• Exercise directions: Format the material below, from the line with "315, row 15." up to and including the line with "column 986, row 180", as a two-column CSV headed input and output. Each row should hold one text and its answer, with each field quoted and line breaks replaced by spaces.

• Provided data:
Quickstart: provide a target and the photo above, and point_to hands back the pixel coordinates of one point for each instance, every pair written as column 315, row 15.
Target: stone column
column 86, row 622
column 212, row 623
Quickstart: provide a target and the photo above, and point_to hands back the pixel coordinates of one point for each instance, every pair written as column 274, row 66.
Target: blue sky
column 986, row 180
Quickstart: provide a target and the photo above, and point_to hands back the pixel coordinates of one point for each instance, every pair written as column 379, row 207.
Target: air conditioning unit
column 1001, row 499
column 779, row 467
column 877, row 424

...

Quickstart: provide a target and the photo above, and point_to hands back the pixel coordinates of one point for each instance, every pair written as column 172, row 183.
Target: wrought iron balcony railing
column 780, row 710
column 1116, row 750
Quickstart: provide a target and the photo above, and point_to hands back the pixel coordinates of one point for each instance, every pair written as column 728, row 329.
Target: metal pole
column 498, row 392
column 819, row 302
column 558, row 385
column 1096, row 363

• Exercise result:
input,output
"Quickstart: provide a target and the photo above, and point_to hands back the pixel coordinates of one point for each instance, every pair written as column 315, row 15. Target: stone column","column 86, row 622 column 212, row 623"
"Quickstart: provide a target and the photo above, and point_to hands back the pixel coordinates of one point for each instance, every pair written as column 274, row 66. Target: blue sky","column 986, row 180"